■ Requirement
Copy word for word, please, the lines of the entries below running from the one containing "Query: weathered wall" to the one containing "Query: green graffiti", both ends included.

■ Raw data
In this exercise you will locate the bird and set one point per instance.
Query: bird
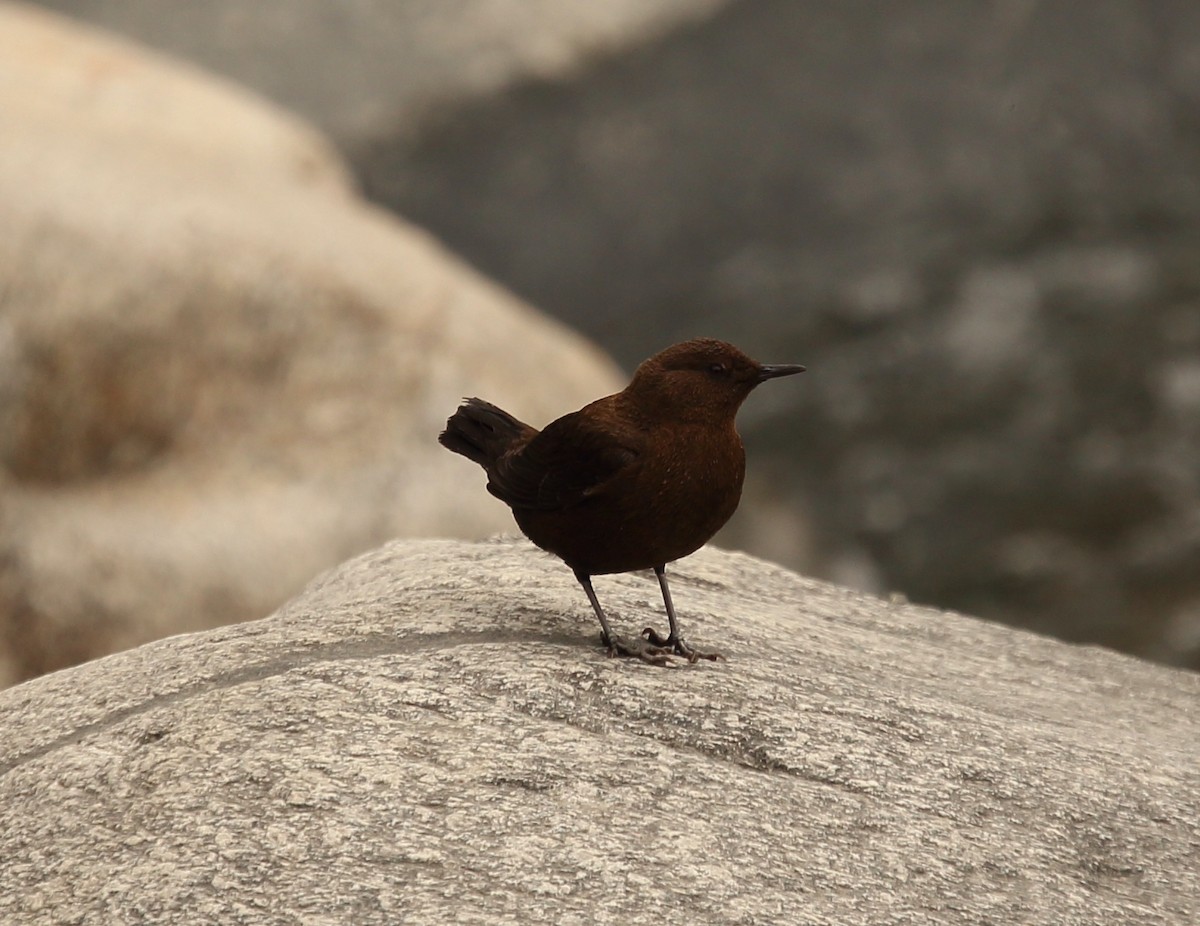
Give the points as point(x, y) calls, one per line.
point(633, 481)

---

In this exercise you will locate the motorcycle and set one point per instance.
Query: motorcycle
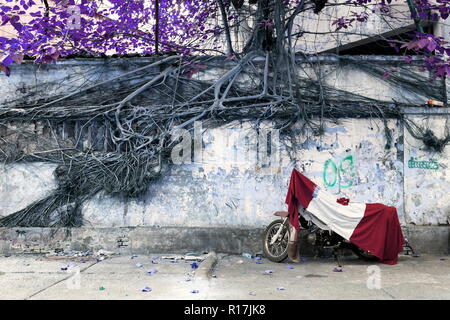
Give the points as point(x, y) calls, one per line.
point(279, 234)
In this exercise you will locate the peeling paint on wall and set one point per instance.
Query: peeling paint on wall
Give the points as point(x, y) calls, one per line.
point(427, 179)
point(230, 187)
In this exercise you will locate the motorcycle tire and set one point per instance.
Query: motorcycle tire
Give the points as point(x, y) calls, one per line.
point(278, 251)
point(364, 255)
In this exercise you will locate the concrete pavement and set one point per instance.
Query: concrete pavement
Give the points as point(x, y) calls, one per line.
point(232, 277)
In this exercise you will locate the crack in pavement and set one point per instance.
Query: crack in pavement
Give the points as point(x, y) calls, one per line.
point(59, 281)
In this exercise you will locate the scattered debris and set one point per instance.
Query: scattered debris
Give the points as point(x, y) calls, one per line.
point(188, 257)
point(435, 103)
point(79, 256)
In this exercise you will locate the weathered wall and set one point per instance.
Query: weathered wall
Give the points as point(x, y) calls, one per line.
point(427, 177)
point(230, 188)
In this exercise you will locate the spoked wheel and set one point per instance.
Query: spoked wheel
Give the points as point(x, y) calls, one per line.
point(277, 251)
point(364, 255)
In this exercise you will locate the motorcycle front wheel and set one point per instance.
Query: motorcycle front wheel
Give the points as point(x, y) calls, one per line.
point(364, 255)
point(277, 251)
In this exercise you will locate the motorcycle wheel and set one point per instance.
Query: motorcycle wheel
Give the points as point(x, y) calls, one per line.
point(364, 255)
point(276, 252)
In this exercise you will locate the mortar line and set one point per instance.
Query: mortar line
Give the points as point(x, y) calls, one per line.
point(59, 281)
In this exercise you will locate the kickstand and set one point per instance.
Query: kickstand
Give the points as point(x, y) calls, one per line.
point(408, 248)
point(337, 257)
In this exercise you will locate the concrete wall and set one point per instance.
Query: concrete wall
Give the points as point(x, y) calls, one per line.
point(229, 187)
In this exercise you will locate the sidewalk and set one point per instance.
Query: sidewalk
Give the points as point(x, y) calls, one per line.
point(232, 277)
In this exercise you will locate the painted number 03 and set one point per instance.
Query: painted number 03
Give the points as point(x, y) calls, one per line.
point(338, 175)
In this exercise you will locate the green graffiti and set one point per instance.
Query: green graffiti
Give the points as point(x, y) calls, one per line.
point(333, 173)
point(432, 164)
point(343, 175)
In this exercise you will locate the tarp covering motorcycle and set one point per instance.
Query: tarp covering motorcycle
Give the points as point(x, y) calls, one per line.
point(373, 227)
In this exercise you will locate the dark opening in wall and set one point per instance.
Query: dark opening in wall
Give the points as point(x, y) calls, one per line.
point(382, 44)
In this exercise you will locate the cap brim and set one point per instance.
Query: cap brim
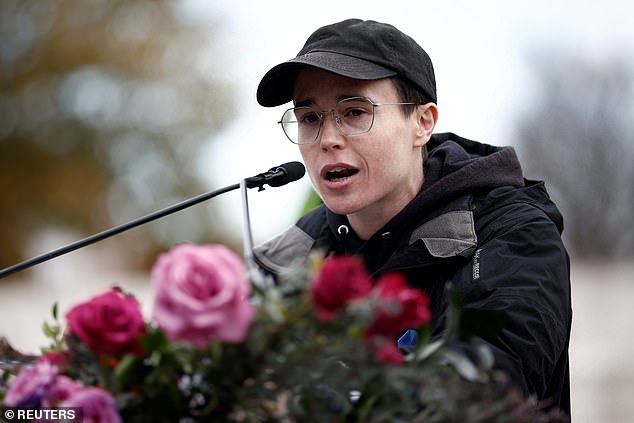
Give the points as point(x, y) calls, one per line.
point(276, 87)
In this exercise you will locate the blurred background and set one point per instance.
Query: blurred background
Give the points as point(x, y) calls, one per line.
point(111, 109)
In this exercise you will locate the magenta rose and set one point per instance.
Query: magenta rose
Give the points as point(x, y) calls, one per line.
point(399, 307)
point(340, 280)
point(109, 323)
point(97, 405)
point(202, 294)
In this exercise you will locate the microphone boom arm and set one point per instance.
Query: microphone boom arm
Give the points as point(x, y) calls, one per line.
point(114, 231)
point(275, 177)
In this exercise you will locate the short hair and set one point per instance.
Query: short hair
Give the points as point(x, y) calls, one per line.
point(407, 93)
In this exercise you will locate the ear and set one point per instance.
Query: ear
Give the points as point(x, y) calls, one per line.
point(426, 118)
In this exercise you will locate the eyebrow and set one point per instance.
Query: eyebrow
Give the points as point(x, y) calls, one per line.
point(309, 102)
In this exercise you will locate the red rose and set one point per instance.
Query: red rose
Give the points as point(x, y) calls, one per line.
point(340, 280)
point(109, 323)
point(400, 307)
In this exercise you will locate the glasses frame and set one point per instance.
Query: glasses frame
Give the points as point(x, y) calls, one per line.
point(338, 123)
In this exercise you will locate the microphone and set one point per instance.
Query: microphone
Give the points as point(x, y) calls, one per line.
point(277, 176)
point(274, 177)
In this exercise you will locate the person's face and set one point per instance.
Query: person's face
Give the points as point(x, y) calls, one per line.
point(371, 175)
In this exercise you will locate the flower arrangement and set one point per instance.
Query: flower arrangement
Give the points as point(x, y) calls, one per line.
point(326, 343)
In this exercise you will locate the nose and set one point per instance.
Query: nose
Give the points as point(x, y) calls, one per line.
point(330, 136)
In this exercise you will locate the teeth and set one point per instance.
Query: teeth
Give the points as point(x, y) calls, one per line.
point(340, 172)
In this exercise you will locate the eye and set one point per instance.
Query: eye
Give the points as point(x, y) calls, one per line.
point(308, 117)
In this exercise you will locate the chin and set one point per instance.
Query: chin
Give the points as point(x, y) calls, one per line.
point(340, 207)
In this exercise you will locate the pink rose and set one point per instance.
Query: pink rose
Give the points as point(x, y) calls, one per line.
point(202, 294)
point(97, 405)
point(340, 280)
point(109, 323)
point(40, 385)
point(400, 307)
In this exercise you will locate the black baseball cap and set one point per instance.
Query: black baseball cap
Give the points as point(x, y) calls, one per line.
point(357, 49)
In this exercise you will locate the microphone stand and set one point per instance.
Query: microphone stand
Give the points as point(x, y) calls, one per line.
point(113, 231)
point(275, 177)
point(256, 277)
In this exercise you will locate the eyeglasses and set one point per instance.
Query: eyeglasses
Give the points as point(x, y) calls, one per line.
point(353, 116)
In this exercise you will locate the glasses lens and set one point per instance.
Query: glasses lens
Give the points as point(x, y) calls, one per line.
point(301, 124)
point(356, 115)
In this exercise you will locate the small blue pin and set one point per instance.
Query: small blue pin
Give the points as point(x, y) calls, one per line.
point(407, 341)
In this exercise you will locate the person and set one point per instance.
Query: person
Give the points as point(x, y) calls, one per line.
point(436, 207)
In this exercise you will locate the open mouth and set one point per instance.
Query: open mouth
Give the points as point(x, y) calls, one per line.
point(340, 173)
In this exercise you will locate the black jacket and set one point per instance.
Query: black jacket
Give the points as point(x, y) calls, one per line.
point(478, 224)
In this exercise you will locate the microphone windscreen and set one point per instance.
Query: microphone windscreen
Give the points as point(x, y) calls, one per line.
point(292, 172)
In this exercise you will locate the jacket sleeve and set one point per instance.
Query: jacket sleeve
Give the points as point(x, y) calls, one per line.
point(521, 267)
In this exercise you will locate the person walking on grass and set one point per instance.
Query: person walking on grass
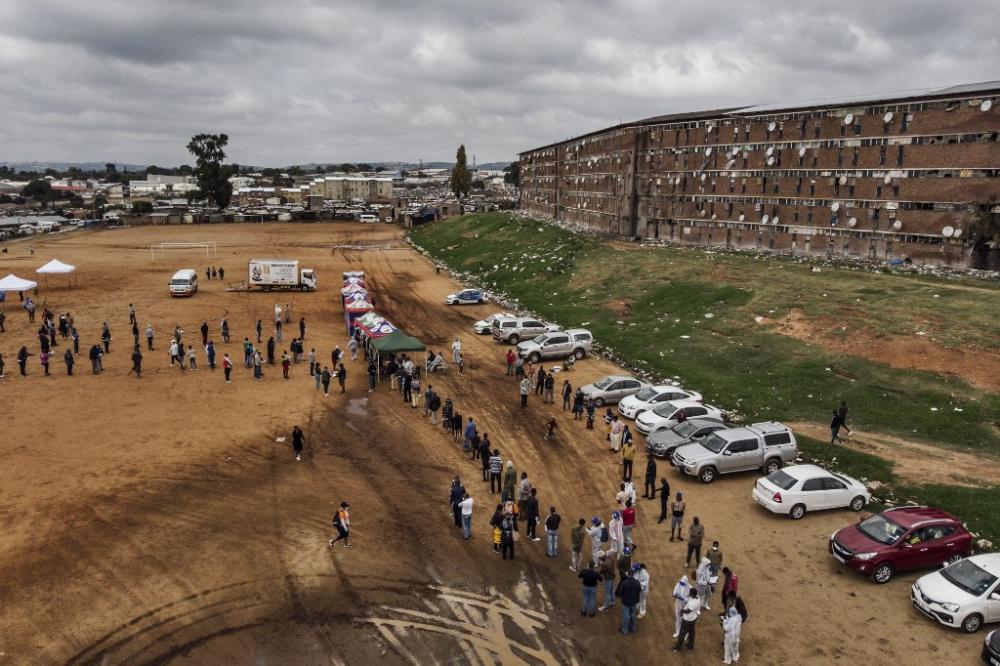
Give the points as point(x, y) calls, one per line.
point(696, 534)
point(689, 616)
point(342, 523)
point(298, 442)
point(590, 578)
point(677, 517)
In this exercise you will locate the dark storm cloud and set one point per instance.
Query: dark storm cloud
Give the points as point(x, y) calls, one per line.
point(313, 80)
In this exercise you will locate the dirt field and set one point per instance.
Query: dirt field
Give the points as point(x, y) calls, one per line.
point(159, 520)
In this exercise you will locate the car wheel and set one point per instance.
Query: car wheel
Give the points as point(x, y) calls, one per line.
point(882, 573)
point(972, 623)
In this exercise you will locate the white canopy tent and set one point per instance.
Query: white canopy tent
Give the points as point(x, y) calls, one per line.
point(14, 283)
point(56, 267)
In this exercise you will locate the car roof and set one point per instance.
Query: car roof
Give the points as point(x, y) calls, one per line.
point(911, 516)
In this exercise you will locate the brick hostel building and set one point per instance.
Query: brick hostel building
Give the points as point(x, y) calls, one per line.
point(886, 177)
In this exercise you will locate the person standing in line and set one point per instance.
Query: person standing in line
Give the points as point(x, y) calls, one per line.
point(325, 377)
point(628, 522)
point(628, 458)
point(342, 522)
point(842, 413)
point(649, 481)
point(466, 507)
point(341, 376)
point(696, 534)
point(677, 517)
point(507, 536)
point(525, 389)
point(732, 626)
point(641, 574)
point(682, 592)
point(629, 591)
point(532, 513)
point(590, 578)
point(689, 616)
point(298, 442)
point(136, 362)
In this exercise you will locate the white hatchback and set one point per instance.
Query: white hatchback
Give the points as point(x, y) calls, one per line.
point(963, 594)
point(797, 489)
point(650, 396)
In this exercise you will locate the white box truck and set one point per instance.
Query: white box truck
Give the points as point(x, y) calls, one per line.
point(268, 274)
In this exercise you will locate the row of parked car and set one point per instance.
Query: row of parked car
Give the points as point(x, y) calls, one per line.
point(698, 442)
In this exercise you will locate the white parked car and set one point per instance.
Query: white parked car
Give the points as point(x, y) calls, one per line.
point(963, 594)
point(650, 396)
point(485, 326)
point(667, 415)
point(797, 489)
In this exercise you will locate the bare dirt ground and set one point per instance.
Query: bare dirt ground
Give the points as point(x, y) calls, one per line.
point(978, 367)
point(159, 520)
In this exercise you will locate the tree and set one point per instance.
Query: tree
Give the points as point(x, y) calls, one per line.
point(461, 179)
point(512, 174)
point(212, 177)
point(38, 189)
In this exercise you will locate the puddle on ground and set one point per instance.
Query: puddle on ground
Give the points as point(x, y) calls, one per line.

■ Exercise answer
Query: weathered wall
Give the points as point(x, y) calls, one per line.
point(427, 177)
point(230, 188)
In this exercise you will locate the spoked wheel and set one point per instance.
Query: spoked wheel
Give the points as point(x, y) calls, one per line.
point(277, 251)
point(364, 255)
In this exercise you will locate the motorcycle front wheel and set one point per instance.
Query: motorcycle front wheel
Give the points as point(x, y) calls, one per line.
point(364, 255)
point(277, 251)
In this exercise you will locate the motorcycle wheel and set one point per instance.
Query: motorcycle wheel
Give the points as point(x, y) calls, one per line.
point(364, 255)
point(276, 252)
In this exercise you will locate the mortar line and set one point per instance.
Query: mortar line
Give the points as point(x, y) calls, one per line.
point(59, 281)
In this exercise you will locate the kickstand and set one point per instance.
Query: kickstand
Give the points as point(x, y) calls, one per line.
point(408, 248)
point(337, 257)
In this exercise you will locate the concrete wall and set one point per instance.
Query: concrete wall
Give the points as point(x, y) calls, one per line.
point(229, 187)
In this exercise you will locate the sidewalk and set one point per instance.
Query: sidewalk
Give the points as point(x, y) calls, one per line.
point(232, 277)
In this exercise you will locate the painted number 03 and set one point per instance.
Query: painted number 03
Give the points as point(x, y) calls, one per line.
point(338, 175)
In this exercise you will locate the green graffiti and set one point per instance.
Query: green graffiti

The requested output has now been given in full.